EXERCISE SET ::
**A.** Please write out the part of the ptrace patch summary between "Which is a long" and "the ptrace_stop path.", inclusive.
**B.** In the ptrace patch summary, what is expected to remain a stumbling block for PREEMPT_RT in the ptrace_stop path after this set of changes?
**C.** Carry on the ptrace patch summary from the point at which it stops.

DOCUMENT TEXT ::
Which is a long way of saying that not taking tasklist_lock in
ptrace_stop is good not just for PREMPT_RT but also for improving the
scalability of the kernel in general.

After this set of changes only cgroup_enter_frozen should remain a
stumbling block for PREEMPT_RT in the ptrace_stop path.

Eric W. Biederman (16):
      signal/alpha: Remove unused definition of TASK_REAL_PARENT
      signal/ia64: Remove unused definition of IA64_TASK_REAL_PARENT_OFFSET
      kdb: Use real_parent when displaying a list of processes
      powerpc/xmon:  Use real_parent when displaying a list of processes
      ptrace: Remove dead code from __ptrace_detach
      ptrace: Remove unnecessary locking in ptrace_(get|set)siginfo
      signal: Wake up the designated parent
      ptrace: Only populate last_siginfo from ptrace
      ptrace: In ptrace_setsiginfo deal with invalid si_signo
      ptrace: In ptrace_signal look at what the debugger did with siginfo
      ptrace: Use si_sino as the signal number to resume with
      ptrace: Stop protecting ptrace_set_signr with tasklist_lock
      ptrace: Document why ptrace_setoptions does not need a lock
      signal: Protect parent child relationships by childs siglock
      ptrace: Use siglock instead of tasklist_lock in ptrace_check_attach
      signal: Always call do_notify_parent_cldstop with siglock held

 arch/alpha/kernel/asm-offsets.c |   1 -
 arch/ia64/kernel/asm-offsets.c  |   1 -
 arch/powerpc/xmon/xmon.c        |   2 +-
 kernel/debug/kdb/kdb_main.c     |   2 +-
 kernel/exit.c                   |  23 +++-
 kernel/fork.c                   |  12 +-
 kernel/ptrace.c                 | 132 ++++++++----------
 kernel/signal.c                 | 296 ++++++++++++++++++++++++++--------------
 8 files changed, 279 insertions(+), 190 deletions(-)

Stored data:

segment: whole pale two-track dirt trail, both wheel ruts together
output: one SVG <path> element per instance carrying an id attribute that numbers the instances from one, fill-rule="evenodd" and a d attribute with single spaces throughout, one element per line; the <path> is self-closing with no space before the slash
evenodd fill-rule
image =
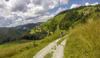
<path id="1" fill-rule="evenodd" d="M 68 36 L 68 35 L 66 35 Z M 64 36 L 64 37 L 66 37 Z M 52 43 L 50 43 L 49 45 L 47 45 L 45 48 L 41 49 L 33 58 L 44 58 L 44 56 L 52 51 L 52 48 L 56 47 L 56 50 L 54 50 L 53 56 L 52 58 L 63 58 L 63 51 L 64 51 L 64 46 L 66 43 L 66 39 L 63 40 L 58 46 L 57 46 L 57 42 L 60 40 L 61 38 L 53 41 Z"/>

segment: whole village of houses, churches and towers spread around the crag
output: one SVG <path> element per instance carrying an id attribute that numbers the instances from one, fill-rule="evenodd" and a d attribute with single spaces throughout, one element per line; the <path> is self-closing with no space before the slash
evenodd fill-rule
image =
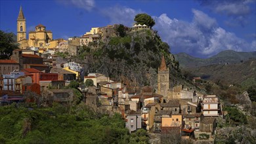
<path id="1" fill-rule="evenodd" d="M 160 143 L 159 135 L 169 139 L 169 134 L 178 134 L 191 141 L 207 139 L 213 142 L 217 118 L 224 117 L 220 99 L 183 85 L 171 86 L 171 69 L 165 56 L 161 56 L 158 63 L 157 88 L 142 86 L 139 90 L 128 88 L 125 82 L 112 81 L 102 73 L 89 71 L 88 60 L 81 62 L 60 56 L 66 53 L 77 56 L 80 46 L 116 37 L 117 27 L 92 27 L 81 37 L 70 37 L 66 41 L 53 39 L 54 33 L 38 24 L 26 39 L 26 18 L 20 7 L 17 19 L 20 48 L 13 50 L 11 60 L 0 60 L 0 105 L 26 102 L 51 107 L 53 103 L 77 101 L 77 91 L 65 87 L 79 81 L 84 83 L 77 86 L 83 95 L 80 100 L 95 113 L 119 113 L 130 133 L 147 130 L 156 136 L 150 139 L 152 143 Z M 125 29 L 155 33 L 151 27 L 140 24 Z"/>

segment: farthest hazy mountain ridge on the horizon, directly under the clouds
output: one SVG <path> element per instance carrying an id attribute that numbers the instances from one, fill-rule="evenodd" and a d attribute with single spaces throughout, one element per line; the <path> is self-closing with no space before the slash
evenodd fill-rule
<path id="1" fill-rule="evenodd" d="M 174 54 L 179 61 L 180 67 L 202 67 L 205 65 L 216 65 L 225 63 L 241 63 L 251 58 L 256 58 L 256 52 L 236 52 L 234 50 L 224 50 L 211 58 L 194 58 L 184 52 Z"/>

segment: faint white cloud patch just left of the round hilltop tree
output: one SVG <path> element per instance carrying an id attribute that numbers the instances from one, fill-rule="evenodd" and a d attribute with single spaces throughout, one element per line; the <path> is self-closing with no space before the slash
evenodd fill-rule
<path id="1" fill-rule="evenodd" d="M 115 7 L 103 9 L 101 12 L 104 16 L 110 19 L 110 24 L 133 26 L 135 15 L 141 13 L 141 10 L 116 5 Z"/>

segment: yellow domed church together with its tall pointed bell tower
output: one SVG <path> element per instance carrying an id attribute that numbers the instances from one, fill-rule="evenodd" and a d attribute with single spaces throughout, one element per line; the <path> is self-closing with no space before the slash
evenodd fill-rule
<path id="1" fill-rule="evenodd" d="M 46 27 L 42 24 L 35 26 L 35 31 L 28 33 L 28 39 L 26 37 L 26 18 L 23 14 L 22 7 L 20 6 L 20 12 L 17 18 L 17 43 L 22 49 L 28 47 L 44 48 L 47 43 L 53 41 L 52 31 L 47 31 Z"/>

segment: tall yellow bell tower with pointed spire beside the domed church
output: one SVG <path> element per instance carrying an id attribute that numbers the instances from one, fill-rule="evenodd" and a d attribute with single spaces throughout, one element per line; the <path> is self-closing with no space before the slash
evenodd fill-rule
<path id="1" fill-rule="evenodd" d="M 17 42 L 26 39 L 26 19 L 24 17 L 22 7 L 17 18 Z"/>

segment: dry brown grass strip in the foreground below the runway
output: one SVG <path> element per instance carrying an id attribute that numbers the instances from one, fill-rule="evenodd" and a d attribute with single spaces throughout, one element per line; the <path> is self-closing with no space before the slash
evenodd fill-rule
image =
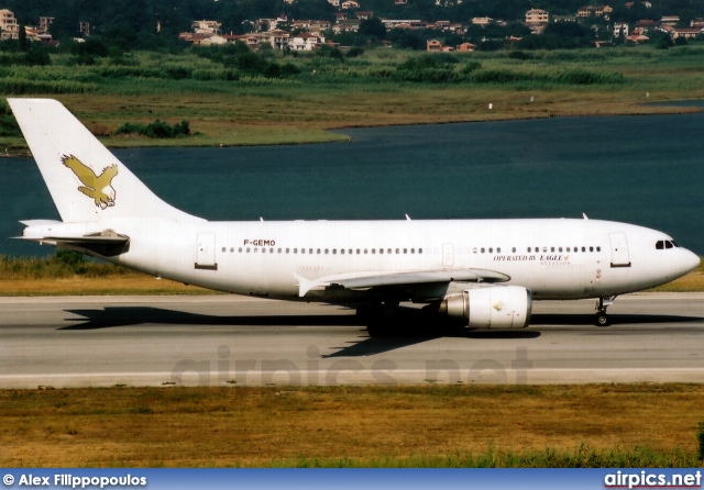
<path id="1" fill-rule="evenodd" d="M 698 385 L 0 391 L 0 466 L 364 466 L 581 445 L 695 454 L 703 405 Z"/>

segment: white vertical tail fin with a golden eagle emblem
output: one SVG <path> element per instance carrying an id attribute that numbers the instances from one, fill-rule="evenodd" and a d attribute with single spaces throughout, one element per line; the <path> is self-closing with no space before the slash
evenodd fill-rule
<path id="1" fill-rule="evenodd" d="M 8 102 L 64 222 L 194 218 L 156 197 L 61 102 Z"/>

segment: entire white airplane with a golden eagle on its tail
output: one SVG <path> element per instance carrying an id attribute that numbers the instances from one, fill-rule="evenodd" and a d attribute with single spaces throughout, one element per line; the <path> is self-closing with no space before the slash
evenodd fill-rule
<path id="1" fill-rule="evenodd" d="M 59 102 L 8 99 L 63 221 L 22 238 L 238 294 L 428 303 L 465 326 L 528 326 L 532 300 L 596 298 L 671 281 L 700 258 L 664 233 L 572 219 L 212 222 L 162 201 Z"/>

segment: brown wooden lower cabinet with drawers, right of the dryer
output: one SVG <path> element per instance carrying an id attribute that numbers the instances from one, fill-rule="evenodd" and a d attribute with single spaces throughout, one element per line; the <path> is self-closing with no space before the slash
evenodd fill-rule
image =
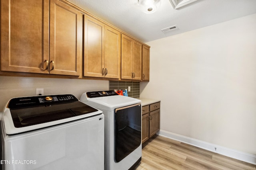
<path id="1" fill-rule="evenodd" d="M 142 107 L 142 143 L 160 129 L 160 102 Z"/>

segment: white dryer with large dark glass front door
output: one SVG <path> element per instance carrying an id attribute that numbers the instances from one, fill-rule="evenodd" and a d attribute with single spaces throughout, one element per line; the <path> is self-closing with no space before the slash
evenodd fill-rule
<path id="1" fill-rule="evenodd" d="M 114 91 L 86 92 L 80 101 L 105 116 L 105 170 L 133 169 L 142 156 L 141 101 Z"/>

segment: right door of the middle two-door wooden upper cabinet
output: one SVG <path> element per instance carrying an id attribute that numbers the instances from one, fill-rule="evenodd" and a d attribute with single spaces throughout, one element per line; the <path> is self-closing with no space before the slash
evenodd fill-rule
<path id="1" fill-rule="evenodd" d="M 121 34 L 105 26 L 105 77 L 120 78 L 121 70 Z"/>

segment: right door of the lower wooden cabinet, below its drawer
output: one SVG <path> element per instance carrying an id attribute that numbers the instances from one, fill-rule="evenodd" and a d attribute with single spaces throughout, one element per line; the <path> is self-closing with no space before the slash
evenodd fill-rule
<path id="1" fill-rule="evenodd" d="M 149 137 L 152 137 L 160 129 L 160 109 L 149 113 Z"/>

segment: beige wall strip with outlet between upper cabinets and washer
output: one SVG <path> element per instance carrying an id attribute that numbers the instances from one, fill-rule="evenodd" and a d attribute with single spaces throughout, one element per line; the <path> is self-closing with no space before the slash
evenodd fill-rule
<path id="1" fill-rule="evenodd" d="M 44 88 L 44 95 L 73 94 L 80 99 L 84 92 L 108 90 L 108 86 L 107 80 L 0 76 L 0 112 L 11 98 L 35 96 L 36 88 Z"/>

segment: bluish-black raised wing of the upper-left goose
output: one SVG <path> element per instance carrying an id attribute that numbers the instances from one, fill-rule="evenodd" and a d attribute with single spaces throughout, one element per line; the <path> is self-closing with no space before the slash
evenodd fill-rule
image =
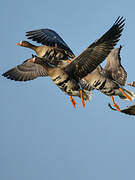
<path id="1" fill-rule="evenodd" d="M 74 57 L 74 53 L 65 43 L 65 41 L 53 30 L 51 29 L 38 29 L 26 32 L 28 39 L 32 39 L 37 43 L 41 43 L 46 46 L 59 47 L 67 51 L 69 57 Z"/>

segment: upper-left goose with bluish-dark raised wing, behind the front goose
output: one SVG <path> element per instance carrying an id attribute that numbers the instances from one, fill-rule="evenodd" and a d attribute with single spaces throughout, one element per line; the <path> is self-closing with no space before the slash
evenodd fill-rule
<path id="1" fill-rule="evenodd" d="M 19 46 L 34 50 L 38 57 L 44 57 L 49 63 L 57 64 L 56 61 L 64 61 L 74 58 L 75 55 L 65 41 L 51 29 L 39 29 L 26 33 L 28 39 L 32 39 L 41 46 L 36 46 L 28 41 L 20 41 L 16 43 Z"/>

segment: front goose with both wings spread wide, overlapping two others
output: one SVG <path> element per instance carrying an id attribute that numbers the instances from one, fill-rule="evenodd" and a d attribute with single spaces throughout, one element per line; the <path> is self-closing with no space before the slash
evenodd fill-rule
<path id="1" fill-rule="evenodd" d="M 82 89 L 79 81 L 96 69 L 96 67 L 108 56 L 110 51 L 119 41 L 123 31 L 124 21 L 123 17 L 118 17 L 113 26 L 100 39 L 93 42 L 80 55 L 73 58 L 68 65 L 53 66 L 48 63 L 45 58 L 39 57 L 34 57 L 30 61 L 32 61 L 33 64 L 40 61 L 40 65 L 42 65 L 53 82 L 70 96 L 73 106 L 75 107 L 76 102 L 71 96 L 78 96 L 81 98 L 84 107 L 84 100 L 89 99 L 89 94 L 87 90 Z M 22 65 L 24 66 L 24 64 Z M 19 66 L 19 69 L 21 69 L 20 67 L 22 65 Z M 20 75 L 24 76 L 25 73 L 27 74 L 27 68 L 21 72 Z M 18 68 L 13 68 L 4 73 L 3 76 L 16 81 L 20 80 L 18 76 L 16 77 L 16 74 L 18 74 Z M 22 80 L 24 79 L 21 79 L 21 81 Z"/>

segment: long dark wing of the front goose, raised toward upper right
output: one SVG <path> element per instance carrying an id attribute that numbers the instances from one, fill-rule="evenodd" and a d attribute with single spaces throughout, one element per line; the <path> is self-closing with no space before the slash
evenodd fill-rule
<path id="1" fill-rule="evenodd" d="M 83 53 L 66 66 L 65 71 L 75 79 L 82 79 L 91 73 L 110 53 L 119 41 L 124 27 L 123 17 L 118 17 L 113 26 Z"/>

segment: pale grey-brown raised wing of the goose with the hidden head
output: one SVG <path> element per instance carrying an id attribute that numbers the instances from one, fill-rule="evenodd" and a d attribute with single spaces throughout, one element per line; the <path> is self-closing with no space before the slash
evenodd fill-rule
<path id="1" fill-rule="evenodd" d="M 121 48 L 122 46 L 115 48 L 110 52 L 106 58 L 107 63 L 103 71 L 108 77 L 124 86 L 127 80 L 127 72 L 121 65 Z"/>

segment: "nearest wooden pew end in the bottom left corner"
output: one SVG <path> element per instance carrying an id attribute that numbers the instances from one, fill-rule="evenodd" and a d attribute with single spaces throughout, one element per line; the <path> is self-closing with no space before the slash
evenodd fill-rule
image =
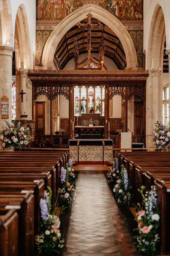
<path id="1" fill-rule="evenodd" d="M 18 214 L 14 209 L 0 211 L 0 255 L 18 256 Z"/>

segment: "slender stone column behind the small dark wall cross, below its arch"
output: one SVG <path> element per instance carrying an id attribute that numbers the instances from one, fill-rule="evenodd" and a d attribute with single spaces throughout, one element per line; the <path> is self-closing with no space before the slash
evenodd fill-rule
<path id="1" fill-rule="evenodd" d="M 19 93 L 22 92 L 23 90 L 23 102 L 22 102 L 22 94 L 18 94 L 18 102 L 16 102 L 16 109 L 17 109 L 17 113 L 16 113 L 16 117 L 17 119 L 20 118 L 20 115 L 27 114 L 27 109 L 26 109 L 26 99 L 27 99 L 27 94 L 26 94 L 26 78 L 27 78 L 27 74 L 28 71 L 27 69 L 19 69 L 18 70 L 18 75 L 19 75 L 19 87 L 20 87 L 20 91 Z"/>

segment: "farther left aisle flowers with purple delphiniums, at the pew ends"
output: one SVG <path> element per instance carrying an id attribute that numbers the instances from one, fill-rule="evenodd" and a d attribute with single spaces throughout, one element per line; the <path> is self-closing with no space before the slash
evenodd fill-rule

RESPONSES ::
**A.**
Which is a long way of saying that not taking tasklist_lock in
ptrace_stop is good not just for PREMPT_RT but also for improving the
scalability of the kernel in general.

After this set of changes only cgroup_enter_frozen should remain a
stumbling block for PREEMPT_RT in the ptrace_stop path.

**B.** Only cgroup_enter_frozen.

**C.**
Eric

Comments

Sebastian Andrzej Siewior May 19, 2022, 6:19 a.m. UTC | #1
On 2022-05-18 20:26:05 [-0700], Kyle Huey wrote:
> Is there a git branch somewhere I can pull to test this? It doesn't apply
> cleanly to Linus's tip.

https://kernel.googlesource.com/pub/scm/linux/kernel/git/ebiederm/user-namespace.git ptrace_stop-cleanup-for-v5.19

> - Kyle

Sebastian
Eric W. Biederman May 19, 2022, 6:05 p.m. UTC | #2
Sebastian Andrzej Siewior <bigeasy@linutronix.de> writes:

> On 2022-05-18 20:26:05 [-0700], Kyle Huey wrote:
>> Is there a git branch somewhere I can pull to test this? It doesn't apply
>> cleanly to Linus's tip.
>
> https://kernel.googlesource.com/pub/scm/linux/kernel/git/ebiederm/user-namespace.git ptrace_stop-cleanup-for-v5.19

Yes that is the branch this all applies to.

This is my second round of cleanups this cycle for this code.
I just keep finding little things that deserve to be changed,
when I am working on the more substantial issues.

Eric
Kyle Huey May 20, 2022, 5:24 a.m. UTC | #3
On Thu, May 19, 2022 at 11:05 AM Eric W. Biederman
<ebiederm@xmission.com> wrote:
>
> Sebastian Andrzej Siewior <bigeasy@linutronix.de> writes:
>
> > On 2022-05-18 20:26:05 [-0700], Kyle Huey wrote:
> >> Is there a git branch somewhere I can pull to test this? It doesn't apply
> >> cleanly to Linus's tip.
> >
> > https://kernel.googlesource.com/pub/scm/linux/kernel/git/ebiederm/user-namespace.git ptrace_stop-cleanup-for-v5.19
>
> Yes that is the branch this all applies to.
>
> This is my second round of cleanups this cycle for this code.
> I just keep finding little things that deserve to be changed,
> when I am working on the more substantial issues.
>
> Eric

When running the rr test suite, I see hangs like this

[  812.151505] watchdog: BUG: soft lockup - CPU#3 stuck for 548s!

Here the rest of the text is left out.